## Problem description:
Repeat exactly the lines from the line containing "Task: a point for each instance of the pink-tinged" to the last line of the listing, including both.
======== Data in this exercise
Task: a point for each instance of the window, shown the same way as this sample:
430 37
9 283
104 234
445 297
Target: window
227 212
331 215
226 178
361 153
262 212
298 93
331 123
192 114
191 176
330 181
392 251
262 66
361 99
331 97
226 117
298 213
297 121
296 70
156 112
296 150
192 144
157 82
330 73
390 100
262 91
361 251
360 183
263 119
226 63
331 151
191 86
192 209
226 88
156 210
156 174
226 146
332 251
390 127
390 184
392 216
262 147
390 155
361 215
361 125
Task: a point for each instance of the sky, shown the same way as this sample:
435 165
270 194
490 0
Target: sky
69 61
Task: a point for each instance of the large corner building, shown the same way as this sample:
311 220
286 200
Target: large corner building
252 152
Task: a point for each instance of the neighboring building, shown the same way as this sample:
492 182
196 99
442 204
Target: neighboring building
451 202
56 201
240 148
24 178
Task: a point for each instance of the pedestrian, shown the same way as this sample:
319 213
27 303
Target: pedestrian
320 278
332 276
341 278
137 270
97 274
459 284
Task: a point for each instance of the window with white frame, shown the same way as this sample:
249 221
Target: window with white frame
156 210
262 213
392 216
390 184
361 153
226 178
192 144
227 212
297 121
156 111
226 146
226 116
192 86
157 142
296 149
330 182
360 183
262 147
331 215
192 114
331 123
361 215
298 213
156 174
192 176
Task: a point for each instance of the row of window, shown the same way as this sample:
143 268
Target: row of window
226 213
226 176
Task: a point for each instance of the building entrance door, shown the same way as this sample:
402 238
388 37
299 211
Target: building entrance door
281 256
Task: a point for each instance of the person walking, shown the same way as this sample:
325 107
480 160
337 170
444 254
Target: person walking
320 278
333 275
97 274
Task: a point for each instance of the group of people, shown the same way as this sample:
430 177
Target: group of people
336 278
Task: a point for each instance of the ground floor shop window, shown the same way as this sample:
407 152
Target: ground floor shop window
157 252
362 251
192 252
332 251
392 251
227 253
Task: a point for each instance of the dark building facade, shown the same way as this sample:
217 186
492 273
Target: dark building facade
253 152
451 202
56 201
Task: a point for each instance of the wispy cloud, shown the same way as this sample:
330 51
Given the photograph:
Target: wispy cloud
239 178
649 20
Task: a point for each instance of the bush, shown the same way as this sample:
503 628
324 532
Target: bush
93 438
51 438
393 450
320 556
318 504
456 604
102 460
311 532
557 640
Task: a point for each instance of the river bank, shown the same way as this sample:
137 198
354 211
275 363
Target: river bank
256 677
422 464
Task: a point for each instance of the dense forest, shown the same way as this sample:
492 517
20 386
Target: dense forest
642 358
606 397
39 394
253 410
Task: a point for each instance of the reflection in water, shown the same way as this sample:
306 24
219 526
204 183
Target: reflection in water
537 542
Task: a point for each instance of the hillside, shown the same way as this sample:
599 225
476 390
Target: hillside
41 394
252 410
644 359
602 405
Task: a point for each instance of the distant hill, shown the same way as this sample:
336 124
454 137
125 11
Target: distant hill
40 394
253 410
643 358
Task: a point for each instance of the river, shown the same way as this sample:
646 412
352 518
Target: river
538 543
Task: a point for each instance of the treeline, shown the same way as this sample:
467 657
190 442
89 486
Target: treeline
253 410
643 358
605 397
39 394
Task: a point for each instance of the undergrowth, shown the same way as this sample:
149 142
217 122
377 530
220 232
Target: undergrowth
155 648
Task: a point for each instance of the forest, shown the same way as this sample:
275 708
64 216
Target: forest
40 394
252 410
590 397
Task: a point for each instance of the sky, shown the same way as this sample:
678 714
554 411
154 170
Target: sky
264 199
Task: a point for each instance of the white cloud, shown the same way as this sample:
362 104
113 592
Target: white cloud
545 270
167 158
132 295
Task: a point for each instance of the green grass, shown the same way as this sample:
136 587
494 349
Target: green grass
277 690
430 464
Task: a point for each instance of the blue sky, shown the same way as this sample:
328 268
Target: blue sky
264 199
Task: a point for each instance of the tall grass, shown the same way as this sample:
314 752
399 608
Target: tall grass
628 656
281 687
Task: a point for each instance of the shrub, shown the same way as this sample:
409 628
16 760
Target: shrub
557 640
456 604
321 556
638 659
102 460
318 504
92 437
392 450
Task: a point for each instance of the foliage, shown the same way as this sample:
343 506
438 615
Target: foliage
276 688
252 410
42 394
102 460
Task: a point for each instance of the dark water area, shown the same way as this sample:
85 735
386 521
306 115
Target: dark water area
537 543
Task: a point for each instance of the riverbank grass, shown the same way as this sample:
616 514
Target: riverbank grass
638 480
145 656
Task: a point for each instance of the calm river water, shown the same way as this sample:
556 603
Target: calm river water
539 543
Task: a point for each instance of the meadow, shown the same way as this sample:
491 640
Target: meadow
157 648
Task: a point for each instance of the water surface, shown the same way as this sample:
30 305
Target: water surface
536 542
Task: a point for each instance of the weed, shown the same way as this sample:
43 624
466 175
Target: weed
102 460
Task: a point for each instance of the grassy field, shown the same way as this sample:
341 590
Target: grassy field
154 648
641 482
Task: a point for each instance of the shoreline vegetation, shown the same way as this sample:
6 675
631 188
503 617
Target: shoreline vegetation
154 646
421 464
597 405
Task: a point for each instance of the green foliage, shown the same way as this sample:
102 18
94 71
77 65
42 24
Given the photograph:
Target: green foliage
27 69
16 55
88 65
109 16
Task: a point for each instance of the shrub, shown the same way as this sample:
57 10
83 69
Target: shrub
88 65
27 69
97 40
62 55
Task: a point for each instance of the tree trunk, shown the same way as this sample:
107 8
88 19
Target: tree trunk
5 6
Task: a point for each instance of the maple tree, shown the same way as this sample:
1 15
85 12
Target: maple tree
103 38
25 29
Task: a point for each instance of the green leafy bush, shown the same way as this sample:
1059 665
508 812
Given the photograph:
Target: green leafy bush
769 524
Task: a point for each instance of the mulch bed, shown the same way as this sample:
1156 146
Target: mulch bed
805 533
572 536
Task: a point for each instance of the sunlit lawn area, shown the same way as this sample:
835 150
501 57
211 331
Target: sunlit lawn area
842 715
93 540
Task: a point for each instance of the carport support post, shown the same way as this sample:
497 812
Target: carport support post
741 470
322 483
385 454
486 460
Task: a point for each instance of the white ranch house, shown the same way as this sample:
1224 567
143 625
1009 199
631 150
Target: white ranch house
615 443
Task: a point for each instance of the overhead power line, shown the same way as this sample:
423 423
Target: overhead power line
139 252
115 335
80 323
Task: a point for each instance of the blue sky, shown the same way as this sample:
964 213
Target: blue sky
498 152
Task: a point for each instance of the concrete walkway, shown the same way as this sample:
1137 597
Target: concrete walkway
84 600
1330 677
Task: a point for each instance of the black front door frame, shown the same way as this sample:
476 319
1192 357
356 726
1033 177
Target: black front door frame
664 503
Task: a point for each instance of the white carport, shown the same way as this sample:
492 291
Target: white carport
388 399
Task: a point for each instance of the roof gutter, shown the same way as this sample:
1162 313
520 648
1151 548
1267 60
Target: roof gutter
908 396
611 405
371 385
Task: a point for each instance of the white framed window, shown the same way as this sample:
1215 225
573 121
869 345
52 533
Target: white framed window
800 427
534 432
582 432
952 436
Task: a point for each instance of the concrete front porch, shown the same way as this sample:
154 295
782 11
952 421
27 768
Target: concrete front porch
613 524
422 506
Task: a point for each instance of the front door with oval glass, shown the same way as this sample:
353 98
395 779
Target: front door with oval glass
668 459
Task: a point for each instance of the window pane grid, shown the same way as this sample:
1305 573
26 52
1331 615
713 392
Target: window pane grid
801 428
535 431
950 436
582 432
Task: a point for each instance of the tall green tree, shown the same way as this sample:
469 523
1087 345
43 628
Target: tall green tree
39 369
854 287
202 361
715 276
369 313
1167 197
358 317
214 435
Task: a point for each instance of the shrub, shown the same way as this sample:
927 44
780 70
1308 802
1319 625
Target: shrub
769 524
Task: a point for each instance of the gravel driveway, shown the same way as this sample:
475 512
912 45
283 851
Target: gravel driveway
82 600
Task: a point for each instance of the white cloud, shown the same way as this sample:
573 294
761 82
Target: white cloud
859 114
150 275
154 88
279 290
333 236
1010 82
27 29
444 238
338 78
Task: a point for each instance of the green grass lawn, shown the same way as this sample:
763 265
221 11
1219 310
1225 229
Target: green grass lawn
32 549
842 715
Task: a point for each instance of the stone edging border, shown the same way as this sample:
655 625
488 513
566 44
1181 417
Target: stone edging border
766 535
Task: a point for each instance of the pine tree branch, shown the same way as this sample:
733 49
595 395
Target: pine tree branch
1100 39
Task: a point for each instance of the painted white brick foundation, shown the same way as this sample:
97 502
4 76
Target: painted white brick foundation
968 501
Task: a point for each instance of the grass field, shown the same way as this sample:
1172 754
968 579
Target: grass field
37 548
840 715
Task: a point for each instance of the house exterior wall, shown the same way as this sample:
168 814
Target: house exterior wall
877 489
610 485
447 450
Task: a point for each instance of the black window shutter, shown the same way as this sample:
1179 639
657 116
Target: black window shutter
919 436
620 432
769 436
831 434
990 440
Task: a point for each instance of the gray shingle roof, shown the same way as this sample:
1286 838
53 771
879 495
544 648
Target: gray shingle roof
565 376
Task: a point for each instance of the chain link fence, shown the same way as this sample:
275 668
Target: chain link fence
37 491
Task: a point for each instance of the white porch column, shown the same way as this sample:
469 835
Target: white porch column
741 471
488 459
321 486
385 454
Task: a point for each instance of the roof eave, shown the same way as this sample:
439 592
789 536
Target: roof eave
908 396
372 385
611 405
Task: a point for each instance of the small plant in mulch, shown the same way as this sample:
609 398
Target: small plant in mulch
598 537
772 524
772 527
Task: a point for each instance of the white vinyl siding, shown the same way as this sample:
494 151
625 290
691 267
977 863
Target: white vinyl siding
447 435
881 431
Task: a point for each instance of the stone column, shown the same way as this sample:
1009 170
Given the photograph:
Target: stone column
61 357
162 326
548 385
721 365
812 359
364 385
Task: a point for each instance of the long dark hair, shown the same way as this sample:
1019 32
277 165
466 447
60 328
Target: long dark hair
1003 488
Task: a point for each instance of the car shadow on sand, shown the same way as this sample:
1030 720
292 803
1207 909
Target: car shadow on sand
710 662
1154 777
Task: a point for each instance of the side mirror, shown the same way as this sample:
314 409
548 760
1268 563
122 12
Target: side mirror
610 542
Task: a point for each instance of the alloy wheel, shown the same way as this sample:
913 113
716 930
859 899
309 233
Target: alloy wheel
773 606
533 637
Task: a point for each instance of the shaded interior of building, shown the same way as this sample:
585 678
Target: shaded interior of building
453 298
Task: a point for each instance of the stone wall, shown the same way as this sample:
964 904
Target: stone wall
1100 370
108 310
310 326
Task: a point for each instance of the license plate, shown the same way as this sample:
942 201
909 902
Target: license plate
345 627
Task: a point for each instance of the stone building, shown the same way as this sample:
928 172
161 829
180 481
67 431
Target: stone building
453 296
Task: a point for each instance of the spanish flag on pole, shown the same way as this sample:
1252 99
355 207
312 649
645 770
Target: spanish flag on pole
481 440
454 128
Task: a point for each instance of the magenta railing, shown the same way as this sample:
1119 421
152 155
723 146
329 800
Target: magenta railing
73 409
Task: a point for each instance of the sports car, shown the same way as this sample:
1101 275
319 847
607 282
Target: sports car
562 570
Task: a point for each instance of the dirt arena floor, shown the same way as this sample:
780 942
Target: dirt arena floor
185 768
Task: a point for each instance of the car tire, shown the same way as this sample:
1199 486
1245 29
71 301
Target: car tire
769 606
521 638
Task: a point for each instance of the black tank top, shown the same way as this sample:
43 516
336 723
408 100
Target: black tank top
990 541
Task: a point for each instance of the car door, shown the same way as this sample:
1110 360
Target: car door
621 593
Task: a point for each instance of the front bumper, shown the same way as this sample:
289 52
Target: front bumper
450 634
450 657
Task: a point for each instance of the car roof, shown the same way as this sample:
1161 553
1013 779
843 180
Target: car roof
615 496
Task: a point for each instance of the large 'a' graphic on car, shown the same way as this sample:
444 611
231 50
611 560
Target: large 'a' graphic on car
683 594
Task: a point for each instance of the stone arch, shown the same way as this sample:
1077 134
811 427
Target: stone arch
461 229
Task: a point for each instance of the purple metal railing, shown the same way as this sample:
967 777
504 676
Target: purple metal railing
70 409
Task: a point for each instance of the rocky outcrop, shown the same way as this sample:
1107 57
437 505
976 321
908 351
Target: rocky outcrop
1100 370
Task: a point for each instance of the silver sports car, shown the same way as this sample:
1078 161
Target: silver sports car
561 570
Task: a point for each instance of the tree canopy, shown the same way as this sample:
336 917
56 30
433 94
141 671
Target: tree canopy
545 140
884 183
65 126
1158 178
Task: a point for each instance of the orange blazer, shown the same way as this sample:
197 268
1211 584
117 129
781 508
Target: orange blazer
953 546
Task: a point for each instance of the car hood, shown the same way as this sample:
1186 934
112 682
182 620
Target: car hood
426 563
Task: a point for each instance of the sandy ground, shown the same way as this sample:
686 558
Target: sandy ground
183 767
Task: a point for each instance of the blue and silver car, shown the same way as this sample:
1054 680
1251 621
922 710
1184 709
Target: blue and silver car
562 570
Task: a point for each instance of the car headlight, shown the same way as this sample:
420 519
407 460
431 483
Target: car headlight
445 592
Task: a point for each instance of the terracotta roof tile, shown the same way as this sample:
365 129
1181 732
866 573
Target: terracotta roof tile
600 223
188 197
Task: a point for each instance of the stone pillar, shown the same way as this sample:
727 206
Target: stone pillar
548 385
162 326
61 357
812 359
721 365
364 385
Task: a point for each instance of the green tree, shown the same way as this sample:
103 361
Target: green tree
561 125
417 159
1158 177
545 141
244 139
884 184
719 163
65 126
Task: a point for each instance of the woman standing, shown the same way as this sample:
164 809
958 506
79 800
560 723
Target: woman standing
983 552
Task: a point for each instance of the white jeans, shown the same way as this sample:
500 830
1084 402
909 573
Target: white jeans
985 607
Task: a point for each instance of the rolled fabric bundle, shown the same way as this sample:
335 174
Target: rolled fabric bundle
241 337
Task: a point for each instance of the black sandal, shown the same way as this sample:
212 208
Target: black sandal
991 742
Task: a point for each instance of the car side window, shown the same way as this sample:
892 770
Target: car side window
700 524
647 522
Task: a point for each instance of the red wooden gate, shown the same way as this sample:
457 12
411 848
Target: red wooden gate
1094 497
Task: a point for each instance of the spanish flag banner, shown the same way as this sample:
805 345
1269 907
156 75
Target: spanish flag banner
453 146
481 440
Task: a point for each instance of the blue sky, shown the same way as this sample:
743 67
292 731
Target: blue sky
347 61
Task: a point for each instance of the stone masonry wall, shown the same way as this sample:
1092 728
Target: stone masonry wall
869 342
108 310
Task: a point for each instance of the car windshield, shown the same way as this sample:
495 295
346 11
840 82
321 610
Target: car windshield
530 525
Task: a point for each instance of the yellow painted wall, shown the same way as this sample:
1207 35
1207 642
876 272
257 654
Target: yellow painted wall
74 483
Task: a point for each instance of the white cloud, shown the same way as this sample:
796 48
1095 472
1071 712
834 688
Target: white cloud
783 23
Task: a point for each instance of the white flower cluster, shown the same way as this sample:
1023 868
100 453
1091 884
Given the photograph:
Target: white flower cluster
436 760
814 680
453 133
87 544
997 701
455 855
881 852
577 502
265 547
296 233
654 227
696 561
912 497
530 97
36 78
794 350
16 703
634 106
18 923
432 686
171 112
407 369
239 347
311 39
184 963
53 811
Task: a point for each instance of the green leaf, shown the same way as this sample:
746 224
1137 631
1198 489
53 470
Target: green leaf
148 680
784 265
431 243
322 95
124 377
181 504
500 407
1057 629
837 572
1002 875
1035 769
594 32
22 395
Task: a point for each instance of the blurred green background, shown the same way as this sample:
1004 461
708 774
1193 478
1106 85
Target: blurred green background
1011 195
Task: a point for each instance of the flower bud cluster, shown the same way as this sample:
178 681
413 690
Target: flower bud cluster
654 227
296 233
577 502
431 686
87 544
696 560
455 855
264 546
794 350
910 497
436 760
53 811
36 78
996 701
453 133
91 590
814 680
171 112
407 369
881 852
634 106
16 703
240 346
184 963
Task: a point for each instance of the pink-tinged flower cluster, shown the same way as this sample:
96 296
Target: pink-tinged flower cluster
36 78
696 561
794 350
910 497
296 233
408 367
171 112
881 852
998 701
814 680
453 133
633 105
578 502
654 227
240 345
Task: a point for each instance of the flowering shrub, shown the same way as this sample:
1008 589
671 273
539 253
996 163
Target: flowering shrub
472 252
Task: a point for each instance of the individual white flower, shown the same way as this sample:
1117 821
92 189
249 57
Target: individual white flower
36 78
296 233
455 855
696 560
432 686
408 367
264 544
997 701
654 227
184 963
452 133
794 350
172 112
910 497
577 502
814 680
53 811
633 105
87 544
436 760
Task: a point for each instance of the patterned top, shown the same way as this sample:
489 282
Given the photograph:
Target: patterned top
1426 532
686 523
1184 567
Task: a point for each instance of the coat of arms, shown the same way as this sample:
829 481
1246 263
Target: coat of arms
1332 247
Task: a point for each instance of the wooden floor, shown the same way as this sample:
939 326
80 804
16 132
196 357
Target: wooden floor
================
## Correct result:
Task: a point for each instance of the pink-tinged flower cluster, shown the same way as this sample:
96 296
Target: pink-tinged flower cluster
36 78
696 561
794 350
910 497
296 233
408 367
171 112
881 852
998 701
814 680
453 133
633 105
578 502
654 227
240 345
Task: a point for each instance of the flowering shrub, shown the same way as this sample:
1008 589
671 273
539 253
996 163
Target: flowering shrub
472 252
Task: a point for each instance of the individual white flower, shown the same way as this sample:
1117 821
92 189
249 57
Target: individual white flower
36 78
296 233
455 855
696 560
432 686
408 367
264 544
997 701
654 227
184 963
452 133
794 350
172 112
910 497
577 502
814 680
53 811
633 105
87 544
436 760
Task: a point for each instance of the patterned top, shown the same way as this sample:
489 282
Given the photograph:
Target: patterned top
1426 532
686 523
1184 567
Task: a point for each instance of the coat of arms, shown the same way as this sample:
829 481
1246 263
Target: coat of arms
1332 247
Task: a point for each instance of the wooden floor, shown the same way as this sample:
939 326
80 804
16 132
196 357
Target: wooden floor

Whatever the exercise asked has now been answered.